### Exercise directions
After finding the line with "the chrome door" in the entries below, retype exactly each line from there through the line with "the bathtub in", including that final line.

### Exercise input
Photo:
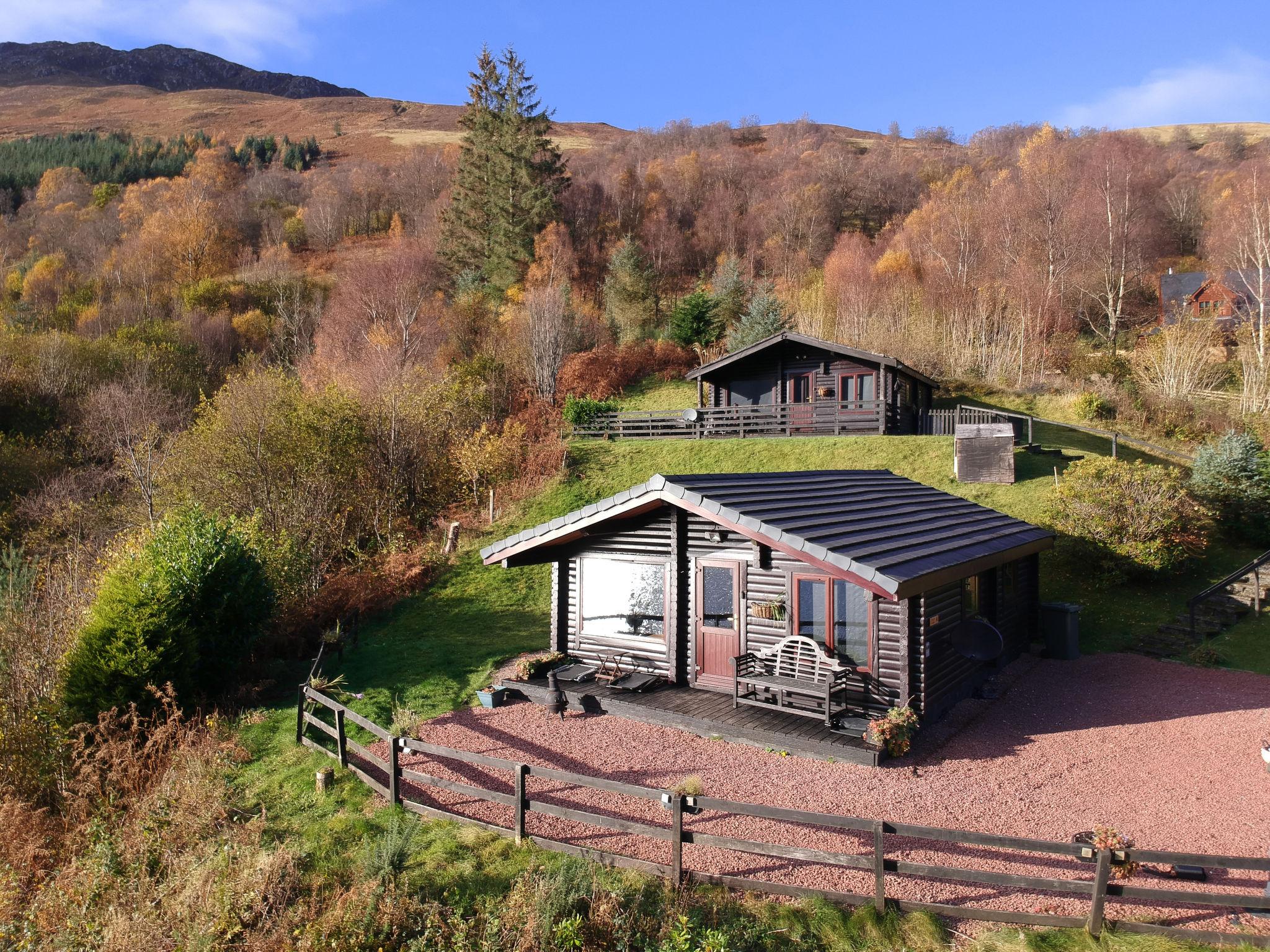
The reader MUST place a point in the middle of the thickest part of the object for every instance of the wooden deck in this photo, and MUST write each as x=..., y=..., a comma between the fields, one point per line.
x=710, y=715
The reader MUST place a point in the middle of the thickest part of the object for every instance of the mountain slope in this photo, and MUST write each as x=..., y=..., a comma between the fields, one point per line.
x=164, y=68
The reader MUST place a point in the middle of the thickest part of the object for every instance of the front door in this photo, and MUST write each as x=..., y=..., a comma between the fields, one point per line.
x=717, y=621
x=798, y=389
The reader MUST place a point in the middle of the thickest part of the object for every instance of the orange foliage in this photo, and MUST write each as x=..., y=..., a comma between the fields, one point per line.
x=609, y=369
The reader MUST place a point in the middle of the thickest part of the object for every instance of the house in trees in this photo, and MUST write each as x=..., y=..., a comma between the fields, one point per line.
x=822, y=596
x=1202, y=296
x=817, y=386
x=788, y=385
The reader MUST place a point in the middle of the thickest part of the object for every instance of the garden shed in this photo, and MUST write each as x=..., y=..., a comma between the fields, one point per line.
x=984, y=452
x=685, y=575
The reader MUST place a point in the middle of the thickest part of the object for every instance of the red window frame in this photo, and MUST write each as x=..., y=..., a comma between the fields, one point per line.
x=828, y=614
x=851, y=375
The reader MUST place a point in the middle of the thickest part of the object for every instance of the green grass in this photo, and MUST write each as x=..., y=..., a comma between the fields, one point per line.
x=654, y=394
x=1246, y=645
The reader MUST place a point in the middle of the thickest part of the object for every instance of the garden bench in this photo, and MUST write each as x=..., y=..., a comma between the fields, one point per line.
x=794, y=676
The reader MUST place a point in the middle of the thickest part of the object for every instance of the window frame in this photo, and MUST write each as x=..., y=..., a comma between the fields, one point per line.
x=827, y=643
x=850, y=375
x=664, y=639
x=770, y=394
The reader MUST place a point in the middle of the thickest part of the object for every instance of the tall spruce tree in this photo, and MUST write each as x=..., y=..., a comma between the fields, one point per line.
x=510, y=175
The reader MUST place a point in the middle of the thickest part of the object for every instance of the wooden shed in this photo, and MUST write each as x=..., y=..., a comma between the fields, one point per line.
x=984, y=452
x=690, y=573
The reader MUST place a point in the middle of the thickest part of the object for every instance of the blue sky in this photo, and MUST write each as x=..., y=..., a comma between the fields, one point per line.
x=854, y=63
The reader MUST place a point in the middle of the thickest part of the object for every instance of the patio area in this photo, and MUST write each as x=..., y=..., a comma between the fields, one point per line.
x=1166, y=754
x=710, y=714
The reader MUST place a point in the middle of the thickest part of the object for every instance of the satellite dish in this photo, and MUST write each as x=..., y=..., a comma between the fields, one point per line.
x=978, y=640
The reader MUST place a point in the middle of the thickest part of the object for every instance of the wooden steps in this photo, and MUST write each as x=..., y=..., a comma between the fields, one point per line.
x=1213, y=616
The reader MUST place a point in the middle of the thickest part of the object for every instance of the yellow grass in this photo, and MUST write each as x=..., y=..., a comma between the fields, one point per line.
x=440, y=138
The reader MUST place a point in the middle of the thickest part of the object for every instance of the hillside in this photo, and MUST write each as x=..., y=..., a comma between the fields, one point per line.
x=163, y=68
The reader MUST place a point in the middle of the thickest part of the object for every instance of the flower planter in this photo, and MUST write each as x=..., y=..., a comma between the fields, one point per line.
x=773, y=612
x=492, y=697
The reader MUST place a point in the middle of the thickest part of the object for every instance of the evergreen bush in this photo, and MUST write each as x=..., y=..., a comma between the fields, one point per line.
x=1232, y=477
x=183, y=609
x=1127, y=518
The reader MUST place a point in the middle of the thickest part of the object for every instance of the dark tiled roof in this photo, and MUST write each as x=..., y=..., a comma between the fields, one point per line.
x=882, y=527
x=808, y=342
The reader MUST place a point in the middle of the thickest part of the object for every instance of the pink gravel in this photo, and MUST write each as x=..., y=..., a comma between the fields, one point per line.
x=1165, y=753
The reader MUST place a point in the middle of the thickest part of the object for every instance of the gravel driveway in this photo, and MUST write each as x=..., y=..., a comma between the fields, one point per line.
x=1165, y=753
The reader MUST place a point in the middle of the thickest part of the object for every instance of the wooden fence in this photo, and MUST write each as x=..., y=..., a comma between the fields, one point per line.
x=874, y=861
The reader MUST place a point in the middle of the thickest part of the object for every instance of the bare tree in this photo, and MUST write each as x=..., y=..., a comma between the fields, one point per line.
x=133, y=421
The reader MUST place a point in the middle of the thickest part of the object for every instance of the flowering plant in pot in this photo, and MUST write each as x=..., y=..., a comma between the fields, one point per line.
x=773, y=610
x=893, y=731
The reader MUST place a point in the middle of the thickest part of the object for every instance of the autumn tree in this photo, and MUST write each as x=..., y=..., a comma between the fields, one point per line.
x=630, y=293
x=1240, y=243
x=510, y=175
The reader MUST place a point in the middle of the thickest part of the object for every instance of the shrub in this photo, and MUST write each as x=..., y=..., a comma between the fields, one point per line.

---

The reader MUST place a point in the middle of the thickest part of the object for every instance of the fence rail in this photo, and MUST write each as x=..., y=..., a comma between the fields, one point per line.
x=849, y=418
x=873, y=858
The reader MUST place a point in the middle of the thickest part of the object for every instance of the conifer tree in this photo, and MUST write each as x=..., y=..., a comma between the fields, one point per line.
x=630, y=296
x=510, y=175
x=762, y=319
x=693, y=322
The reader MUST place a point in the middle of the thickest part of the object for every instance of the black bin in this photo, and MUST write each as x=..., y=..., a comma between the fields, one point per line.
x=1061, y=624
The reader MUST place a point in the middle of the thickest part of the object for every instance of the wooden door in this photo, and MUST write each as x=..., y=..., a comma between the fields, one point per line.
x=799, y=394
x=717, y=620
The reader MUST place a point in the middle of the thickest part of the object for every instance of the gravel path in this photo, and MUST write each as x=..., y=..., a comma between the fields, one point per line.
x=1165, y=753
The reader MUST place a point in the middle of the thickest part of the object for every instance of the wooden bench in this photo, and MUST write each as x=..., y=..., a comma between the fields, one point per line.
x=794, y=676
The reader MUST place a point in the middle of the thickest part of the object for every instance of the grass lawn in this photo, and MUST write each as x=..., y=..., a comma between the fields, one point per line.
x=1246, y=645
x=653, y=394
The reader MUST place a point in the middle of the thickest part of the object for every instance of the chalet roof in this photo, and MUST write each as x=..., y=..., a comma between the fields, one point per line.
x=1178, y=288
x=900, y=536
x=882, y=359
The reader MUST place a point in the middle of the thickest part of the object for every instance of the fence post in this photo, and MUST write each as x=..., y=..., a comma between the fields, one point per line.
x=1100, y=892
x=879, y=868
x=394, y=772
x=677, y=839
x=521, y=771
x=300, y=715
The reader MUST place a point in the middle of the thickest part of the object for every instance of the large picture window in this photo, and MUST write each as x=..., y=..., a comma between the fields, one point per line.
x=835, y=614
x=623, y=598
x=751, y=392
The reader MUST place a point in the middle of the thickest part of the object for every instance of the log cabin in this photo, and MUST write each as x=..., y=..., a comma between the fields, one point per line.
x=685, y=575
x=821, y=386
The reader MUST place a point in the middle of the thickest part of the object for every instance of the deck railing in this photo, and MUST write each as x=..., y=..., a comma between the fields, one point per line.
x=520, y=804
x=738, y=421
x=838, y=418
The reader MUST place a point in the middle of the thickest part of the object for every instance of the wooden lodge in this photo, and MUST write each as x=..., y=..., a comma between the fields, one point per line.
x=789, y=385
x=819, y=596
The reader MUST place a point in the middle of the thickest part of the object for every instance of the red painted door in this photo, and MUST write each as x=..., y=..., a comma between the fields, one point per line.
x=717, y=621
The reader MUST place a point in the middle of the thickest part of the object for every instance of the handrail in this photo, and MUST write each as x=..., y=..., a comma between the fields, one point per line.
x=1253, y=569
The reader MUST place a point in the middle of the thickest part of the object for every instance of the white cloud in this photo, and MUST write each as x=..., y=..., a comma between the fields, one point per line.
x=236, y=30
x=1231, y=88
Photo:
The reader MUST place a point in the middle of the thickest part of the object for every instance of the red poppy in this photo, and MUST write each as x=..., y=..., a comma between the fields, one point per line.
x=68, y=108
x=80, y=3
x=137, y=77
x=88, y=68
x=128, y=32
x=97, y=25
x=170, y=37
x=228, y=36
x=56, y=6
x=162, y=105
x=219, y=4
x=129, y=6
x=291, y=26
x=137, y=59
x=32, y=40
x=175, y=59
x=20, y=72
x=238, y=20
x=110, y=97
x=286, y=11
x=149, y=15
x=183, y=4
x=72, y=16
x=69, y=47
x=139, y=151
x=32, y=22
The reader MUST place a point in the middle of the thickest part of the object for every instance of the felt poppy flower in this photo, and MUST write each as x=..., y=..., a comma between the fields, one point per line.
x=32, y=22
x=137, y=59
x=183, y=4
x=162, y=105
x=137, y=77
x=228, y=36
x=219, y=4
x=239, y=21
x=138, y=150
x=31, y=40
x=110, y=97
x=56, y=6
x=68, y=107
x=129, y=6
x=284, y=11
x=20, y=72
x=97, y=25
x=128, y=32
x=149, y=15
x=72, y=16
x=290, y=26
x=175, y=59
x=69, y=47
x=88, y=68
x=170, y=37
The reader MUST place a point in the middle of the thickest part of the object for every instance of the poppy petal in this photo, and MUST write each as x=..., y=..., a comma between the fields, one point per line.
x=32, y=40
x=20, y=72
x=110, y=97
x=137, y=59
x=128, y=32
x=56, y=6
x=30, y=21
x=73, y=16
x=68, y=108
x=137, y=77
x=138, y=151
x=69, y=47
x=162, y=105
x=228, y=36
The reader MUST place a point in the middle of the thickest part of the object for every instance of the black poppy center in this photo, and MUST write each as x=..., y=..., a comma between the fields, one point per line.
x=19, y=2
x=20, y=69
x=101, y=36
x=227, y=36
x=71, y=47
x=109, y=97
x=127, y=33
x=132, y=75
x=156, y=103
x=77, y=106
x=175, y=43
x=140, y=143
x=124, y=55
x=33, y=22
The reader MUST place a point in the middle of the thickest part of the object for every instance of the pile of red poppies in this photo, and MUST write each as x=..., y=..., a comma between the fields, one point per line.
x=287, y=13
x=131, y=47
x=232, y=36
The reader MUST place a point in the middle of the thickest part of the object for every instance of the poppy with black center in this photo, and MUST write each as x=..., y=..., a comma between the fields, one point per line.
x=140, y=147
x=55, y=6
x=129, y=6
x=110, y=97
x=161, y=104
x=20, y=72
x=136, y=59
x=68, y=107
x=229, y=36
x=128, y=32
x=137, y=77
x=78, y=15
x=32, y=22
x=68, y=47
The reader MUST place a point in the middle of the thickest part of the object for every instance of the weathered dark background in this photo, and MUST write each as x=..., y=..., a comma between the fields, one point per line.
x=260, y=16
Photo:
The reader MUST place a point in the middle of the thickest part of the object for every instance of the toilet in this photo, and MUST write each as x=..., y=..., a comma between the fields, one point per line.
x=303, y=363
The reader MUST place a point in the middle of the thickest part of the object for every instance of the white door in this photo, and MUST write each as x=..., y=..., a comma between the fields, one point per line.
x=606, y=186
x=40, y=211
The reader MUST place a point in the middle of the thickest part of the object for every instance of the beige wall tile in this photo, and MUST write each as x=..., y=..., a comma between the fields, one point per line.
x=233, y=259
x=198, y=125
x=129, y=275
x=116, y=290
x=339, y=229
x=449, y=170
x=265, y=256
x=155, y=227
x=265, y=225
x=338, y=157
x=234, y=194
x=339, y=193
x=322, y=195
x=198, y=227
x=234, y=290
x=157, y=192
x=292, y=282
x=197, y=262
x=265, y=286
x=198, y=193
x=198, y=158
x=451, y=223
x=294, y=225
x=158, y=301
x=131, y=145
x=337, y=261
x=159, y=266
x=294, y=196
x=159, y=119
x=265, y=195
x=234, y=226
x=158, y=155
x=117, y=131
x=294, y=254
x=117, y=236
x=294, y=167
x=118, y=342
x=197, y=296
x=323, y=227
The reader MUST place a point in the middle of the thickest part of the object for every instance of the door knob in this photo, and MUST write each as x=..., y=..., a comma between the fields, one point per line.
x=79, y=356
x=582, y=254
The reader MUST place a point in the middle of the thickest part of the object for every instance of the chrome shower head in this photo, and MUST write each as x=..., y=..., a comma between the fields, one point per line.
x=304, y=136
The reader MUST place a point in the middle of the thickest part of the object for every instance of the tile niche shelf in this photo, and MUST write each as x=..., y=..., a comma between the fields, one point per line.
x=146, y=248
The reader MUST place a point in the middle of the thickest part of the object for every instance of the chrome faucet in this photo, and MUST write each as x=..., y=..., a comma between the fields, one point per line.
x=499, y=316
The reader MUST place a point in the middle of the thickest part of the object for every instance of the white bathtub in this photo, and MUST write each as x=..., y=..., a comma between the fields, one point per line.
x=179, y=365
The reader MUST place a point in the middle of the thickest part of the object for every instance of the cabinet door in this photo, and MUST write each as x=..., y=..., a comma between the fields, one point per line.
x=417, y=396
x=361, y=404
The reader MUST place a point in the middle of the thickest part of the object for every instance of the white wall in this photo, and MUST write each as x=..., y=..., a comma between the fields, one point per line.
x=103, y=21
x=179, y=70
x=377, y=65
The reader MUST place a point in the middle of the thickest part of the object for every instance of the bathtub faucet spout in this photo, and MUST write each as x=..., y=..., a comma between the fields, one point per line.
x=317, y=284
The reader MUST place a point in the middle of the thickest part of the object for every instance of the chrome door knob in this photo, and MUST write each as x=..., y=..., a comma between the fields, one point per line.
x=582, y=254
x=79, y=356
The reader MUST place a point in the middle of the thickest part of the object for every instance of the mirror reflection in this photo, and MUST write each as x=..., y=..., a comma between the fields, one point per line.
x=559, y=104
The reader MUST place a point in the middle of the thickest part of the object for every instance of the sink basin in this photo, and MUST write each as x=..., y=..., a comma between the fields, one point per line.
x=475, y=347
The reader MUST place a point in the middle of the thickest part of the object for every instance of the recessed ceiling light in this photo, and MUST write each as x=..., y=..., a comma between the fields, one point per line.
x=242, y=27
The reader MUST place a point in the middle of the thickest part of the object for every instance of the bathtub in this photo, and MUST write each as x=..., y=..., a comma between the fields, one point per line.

### Result
The reader MUST place a point in the middle of the thickest part of the object for every instance of the chrome door knob in this photo, and MUST write each as x=..., y=..., a comma between the fields, one point per line.
x=582, y=254
x=79, y=356
The reader MUST place a point in the middle of the thickest part of the object for every instance of the mirror reflection in this photo, and MUST write each as x=..., y=..., a comma between the fields, one point per line.
x=559, y=104
The reader MUST place a point in the middle of the thickest part of the object for every instance of the sink basin in this photo, and MUST write each as x=..., y=..., a comma between the fields, one point per line.
x=475, y=347
The reader MUST place a point in the middle of the thickest part of the object for every instance of the recessed ceiling light in this photo, and MUST write each as x=..., y=..., a comma between the fields, one point per line.
x=242, y=27
The reader MUST place a point in the middle of the thickest part of the object for every instance of the bathtub in this photo, and MUST write each as x=..., y=..., a comma between the fields, one point per line.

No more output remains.